• **WHAT TO WORK ON**
Please recast as a JSON list of strings, one string per line with blank lines left out, only the lines that begin at the one containing "Please point out the teal" and run through the end of the rows.

==== INFORMATION SHOWN

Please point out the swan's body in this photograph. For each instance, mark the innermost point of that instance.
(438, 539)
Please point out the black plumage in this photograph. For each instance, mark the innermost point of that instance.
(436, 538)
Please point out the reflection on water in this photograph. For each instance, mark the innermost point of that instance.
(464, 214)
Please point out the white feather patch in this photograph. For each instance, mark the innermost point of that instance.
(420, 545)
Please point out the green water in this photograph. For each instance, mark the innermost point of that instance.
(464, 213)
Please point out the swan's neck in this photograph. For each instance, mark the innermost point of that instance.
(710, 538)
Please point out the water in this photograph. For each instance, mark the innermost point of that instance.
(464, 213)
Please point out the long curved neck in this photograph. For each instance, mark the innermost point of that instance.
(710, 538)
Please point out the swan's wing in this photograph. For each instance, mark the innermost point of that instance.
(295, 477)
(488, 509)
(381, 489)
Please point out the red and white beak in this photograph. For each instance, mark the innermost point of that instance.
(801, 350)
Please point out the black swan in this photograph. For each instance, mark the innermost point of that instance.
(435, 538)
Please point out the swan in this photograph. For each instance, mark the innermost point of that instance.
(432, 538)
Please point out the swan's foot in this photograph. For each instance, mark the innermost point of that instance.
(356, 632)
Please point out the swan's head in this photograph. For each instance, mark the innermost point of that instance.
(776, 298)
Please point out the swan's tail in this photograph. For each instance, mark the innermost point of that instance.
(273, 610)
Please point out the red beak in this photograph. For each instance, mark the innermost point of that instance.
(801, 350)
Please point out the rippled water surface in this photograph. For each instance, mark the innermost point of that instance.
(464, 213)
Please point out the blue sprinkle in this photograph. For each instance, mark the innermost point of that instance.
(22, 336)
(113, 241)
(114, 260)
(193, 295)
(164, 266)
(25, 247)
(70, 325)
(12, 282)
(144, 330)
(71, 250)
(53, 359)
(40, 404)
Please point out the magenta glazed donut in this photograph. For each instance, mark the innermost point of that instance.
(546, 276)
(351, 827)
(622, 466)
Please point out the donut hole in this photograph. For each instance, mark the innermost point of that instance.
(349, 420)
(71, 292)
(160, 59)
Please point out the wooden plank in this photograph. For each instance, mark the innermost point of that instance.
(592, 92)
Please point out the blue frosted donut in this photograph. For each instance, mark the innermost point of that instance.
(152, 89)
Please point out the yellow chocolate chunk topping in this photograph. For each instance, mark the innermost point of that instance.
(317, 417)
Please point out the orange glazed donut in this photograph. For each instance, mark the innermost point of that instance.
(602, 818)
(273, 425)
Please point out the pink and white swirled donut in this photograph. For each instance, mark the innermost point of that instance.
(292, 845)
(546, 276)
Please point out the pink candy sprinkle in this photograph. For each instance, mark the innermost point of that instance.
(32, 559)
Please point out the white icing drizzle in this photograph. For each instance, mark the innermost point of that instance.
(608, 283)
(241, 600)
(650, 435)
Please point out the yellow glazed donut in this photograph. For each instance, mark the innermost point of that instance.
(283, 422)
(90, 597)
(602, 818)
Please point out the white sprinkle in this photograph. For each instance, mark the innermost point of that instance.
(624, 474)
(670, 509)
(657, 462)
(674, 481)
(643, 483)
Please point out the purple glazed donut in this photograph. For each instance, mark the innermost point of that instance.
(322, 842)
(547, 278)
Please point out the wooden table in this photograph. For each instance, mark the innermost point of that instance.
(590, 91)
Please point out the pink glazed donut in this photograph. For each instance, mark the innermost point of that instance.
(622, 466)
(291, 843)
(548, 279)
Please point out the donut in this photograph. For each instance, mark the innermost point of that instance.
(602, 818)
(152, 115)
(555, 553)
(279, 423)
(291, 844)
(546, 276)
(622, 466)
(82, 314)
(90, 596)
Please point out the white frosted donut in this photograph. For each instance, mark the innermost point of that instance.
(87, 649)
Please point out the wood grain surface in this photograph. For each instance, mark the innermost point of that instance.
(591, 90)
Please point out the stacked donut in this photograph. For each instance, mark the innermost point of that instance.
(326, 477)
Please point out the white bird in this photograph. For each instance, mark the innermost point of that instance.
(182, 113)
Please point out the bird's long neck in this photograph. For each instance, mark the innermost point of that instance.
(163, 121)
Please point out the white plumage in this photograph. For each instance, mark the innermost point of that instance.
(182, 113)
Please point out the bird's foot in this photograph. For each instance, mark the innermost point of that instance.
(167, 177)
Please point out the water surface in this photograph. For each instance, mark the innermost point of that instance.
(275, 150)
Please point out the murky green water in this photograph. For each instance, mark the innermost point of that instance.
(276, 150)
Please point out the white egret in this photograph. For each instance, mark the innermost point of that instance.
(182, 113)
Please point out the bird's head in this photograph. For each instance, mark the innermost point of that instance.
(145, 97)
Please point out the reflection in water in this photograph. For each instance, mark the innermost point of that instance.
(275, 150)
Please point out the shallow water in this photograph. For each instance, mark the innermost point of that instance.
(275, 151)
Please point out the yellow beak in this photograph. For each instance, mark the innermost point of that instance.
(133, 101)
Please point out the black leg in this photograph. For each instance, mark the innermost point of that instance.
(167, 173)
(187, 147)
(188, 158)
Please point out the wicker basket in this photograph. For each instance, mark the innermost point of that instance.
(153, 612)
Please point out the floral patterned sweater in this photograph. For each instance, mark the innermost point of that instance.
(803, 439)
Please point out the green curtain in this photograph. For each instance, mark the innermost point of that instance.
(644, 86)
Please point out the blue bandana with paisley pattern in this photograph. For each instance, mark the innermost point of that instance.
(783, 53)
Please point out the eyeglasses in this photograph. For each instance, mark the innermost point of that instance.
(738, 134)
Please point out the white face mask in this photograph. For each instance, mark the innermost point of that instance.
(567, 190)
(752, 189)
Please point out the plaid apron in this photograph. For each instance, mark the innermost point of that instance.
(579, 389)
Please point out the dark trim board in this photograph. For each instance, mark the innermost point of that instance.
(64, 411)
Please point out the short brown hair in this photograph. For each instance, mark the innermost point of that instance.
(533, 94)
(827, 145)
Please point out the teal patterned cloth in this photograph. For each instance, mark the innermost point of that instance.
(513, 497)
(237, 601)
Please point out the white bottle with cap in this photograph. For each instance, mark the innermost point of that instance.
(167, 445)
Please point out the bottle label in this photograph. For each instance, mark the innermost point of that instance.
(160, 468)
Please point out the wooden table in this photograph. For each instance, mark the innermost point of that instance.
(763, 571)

========

• **SOLUTION BELOW**
[
  "Please point out the teal patterned cloth in this photograph. For each instance, mark the innermost point of that instance.",
  "(513, 497)",
  "(237, 601)",
  "Please point out the white bottle with cap in this photograph. For each instance, mark the innermost point of that instance.",
  "(167, 445)",
  "Please point out the bottle label in this photograph. For each instance, mark the innermost point of that instance.",
  "(160, 468)",
  "Please point out the wooden table in this photograph. For each instance, mark the innermost point of that instance.",
  "(763, 571)"
]